[Данный отрывок]:
=-=-=
Однажды весенним утром в саду забавлялся стрельбой из лука. «Я подал ему лук. Он приладил стрелу, прицелился вверх и спустил тетиву. Он был точно Аполлон, состарившийся телом, но одушевленный бессмертной юностью. Не умею сказать, до чего мне было весело, глядя на него. Мне вспомнились стихи:
Или старость меня покидает?
Или детство вернулось опять?»
На 72-м году от роду, летом, на Мариенбадских водах влюбился в 19-летнюю девушку и страдал, вздыхал, бегал за нею, как мальчик. Красавица не пожелала быть Гретхен, и, расставшись с нею, он заболел от горя. Тогда написал свою безумно-страстную «Мариенбадскую элегию». Переписал ее тщательно латинским шрифтом на веленевой бумаге и прикрепил шелковым шнурком к красному сафьянному переплету с истинно немецкой аккуратностью. Нам смешно, но ему не до смеха.
«Ах, я научился страдать и терпеть! — вздыхает он не хуже юного Вертера, сидя ноябрьскою ночью в своей крошечной веймарской спаленке, больной, в белом фланелевом шлафроке, с ногами, закутанными в шерстяное одеяло. — Я не лягу в постель, просижу всю ночь в кресле: все равно настоящего сна не будет».
Но вот разговор с Гумбольдтом [12] Гумбольдт Вильгельм фон (1767–1835) — немецкий философ, филолог, государственный деятель.
или другим ученым о спиральном росте растений, о законах атмосферического давления, о новооткрытых веществах — йоде и хлоре; велит принести йоду и превращает его в пары на пламени свечки; при этом, восхищаясь фиолетовым цветом паров, видит в нем «приятное подтверждение одного из законов своего учения о цветах»; смотрит на волшебное пламя такими же влюбленными глазами, как в ее глаза: и там, и здесь — одна душа — Душа Мира; там изменила, здесь не изменит, — и вот уже опять здоров, опять юн.
=-=-=
[Исходные материалы]:
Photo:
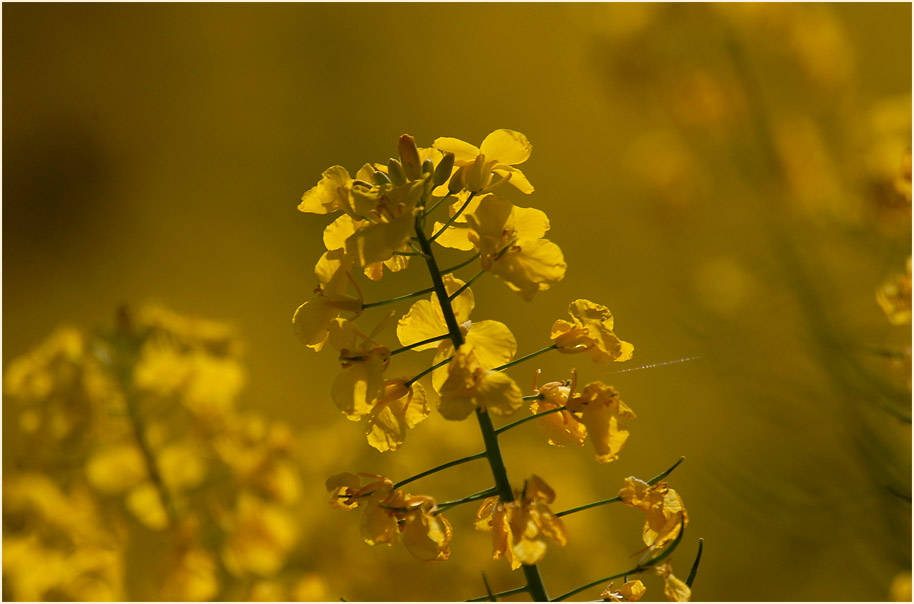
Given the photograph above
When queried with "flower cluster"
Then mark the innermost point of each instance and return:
=-=-=
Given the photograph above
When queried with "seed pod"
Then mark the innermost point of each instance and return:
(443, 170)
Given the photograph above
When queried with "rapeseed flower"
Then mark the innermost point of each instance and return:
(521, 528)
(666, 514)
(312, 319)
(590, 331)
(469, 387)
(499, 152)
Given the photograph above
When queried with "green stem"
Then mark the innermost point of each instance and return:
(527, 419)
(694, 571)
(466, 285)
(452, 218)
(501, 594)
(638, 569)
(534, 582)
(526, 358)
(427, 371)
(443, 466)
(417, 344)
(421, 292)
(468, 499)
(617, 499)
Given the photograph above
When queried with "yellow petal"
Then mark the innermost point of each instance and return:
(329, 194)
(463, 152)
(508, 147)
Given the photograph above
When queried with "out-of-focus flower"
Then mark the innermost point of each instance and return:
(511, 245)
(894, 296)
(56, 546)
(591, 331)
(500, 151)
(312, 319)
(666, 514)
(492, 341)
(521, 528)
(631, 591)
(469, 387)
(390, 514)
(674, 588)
=-=-=
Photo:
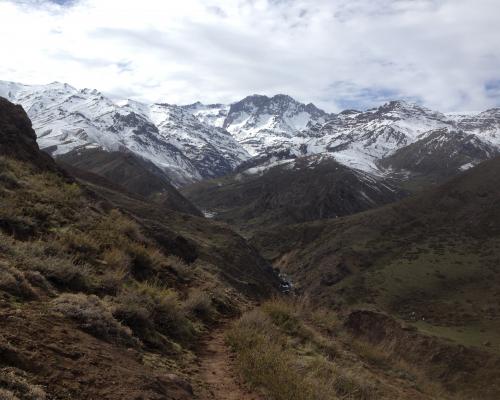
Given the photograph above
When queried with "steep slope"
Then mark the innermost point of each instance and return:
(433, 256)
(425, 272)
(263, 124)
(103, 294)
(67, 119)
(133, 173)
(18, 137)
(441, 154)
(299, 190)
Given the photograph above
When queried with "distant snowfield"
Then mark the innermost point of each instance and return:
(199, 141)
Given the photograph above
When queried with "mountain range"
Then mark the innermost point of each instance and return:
=-=-=
[Задания для выполнения]:
A: Выпишите из отрывка о влюбленном старике фрагмент от слов «На 72-м году» до слов «не до смеха.» включительно.
B: Продолжите отрывок о влюбленном старике, начав сразу после его последнего предложения.

[Ответы к заданиям]:
A:
На 72-м году от роду, летом, на Мариенбадских водах влюбился в 19-летнюю девушку и страдал, вздыхал, бегал за нею, как мальчик. Красавица не пожелала быть Гретхен, и, расставшись с нею, он заболел от горя. Тогда написал свою безумно-страстную «Мариенбадскую элегию». Переписал ее тщательно латинским шрифтом на веленевой бумаге и прикрепил шелковым шнурком к красному сафьянному переплету с истинно немецкой аккуратностью. Нам смешно, но ему не до смеха.

B:
Знает, что в семьдесят лет влюбляться глупо. «Но надо часто делать глупости, чтобы только продлить жизнь». Думает, что люди живут, пока смеют жить; живут и умирают по собственной воле. У него самого воля к жизни, смелость жизни бесконечная.
Как будто выпил, подобно Фаусту, эликсира вечной юности. Не умственное, не нравственное убеждение, а физическое чувство бессмертия.
И другим, глядя на него, а может быть, и ему самому приходит в голову странная мысль: умрет ли он когда-нибудь? Ну как такому умирать?
Когда же все-таки умер, Эккерман вошел в комнату его: «Обнаженное тело было обернуто белой простыней. Фридрих (старый слуга) отвернул простыню, и я подивился божественному великолепию этих членов. Грудь необычайно сильная, широкая и выпуклая; руки и ноги полные и нежные; следки ног изящны и правильны. Передо мною лежал совершенный человек в совершенной красоте, и восторг, который я почувствовал, заставил меня позабыть на миг, что бессмертный дух уже оставил эту оболочку».
Как будто и в смерти бессмертен.
«Обновляется, подобно орлу, юность твоя». Эту вечную юность он черпает из ее первоисточника — из природы обновляющей. Припал к ней, как ребенок к груди матери. Вот для кого мать сыра земля в самом деле — Мать.
«Я сравниваю землю, — говорит он по поводу своих барометрических наблюдений над земной атмосферой, — с огромным живым существом, которое постоянно вдыхает и выдыхает». С нею дышит и он, дитя ее, одним дыханием.
С природой одною он жизнью дышал.
Это не сравнение, а действительность. Опять-таки не умственно, не нравственно, а плотски, кровно, физически он связан с природой — с Душою Мира.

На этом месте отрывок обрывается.